The Achievements and Death of Amelia Earhart, the First Woman to Fly Across the Atlantic Ocean

A leader is often a pioneer, being the first to accomplish a certain goal and pave the way for others. This was definitely the case for Amelia Earhart. The dedication, assertiveness and most of all fearlessness of her achievements will never be forgotten. She was a woman of action; she could walk the walk. “Never interrupt someone doing what you said couldn’t be done” (Earhart). On June 17th, 1928, she left Trepassey Harbor, Newfoundland in Canada and arrived in Burry Port, Wales in England approximately 21 hours later.

The second she crossed into Europe, Amelia Earhart became the first woman to ever fly across the Atlantic Ocean, achieving something that many others had died trying to do.

What made her such a great leader is the fact that she had the perfect amount of assertiveness, which can make or break you. She wasn’t afraid to break the traditional role of women during her time. In fact, she kept a scrapbook of newspaper clippings about successful women in predominantly male-oriented fields, including film direction and production, law, advertising, management, and mechanical engineering.

* Data provided:
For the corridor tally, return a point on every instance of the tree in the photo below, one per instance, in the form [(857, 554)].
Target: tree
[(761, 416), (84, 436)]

* Work required: Pick up the essay on Amelia Earhart's achievements right after its last sentence and keep writing it in the same style.

* Written answer:
She once said, “Never do things others can do and will do, if there are things other cannot do or will not do.” Earhart saved up for six months to buy her first plane “Canary”, and became the first woman to rise to an altitude of 14,000 feet. She went on to break record after record, setting fifteen astounding flying related achievements, eight of which were non- specific to gender.

Amelia Earhart was last heard from on July 2nd, 1937, when she was attempting to fly around the world.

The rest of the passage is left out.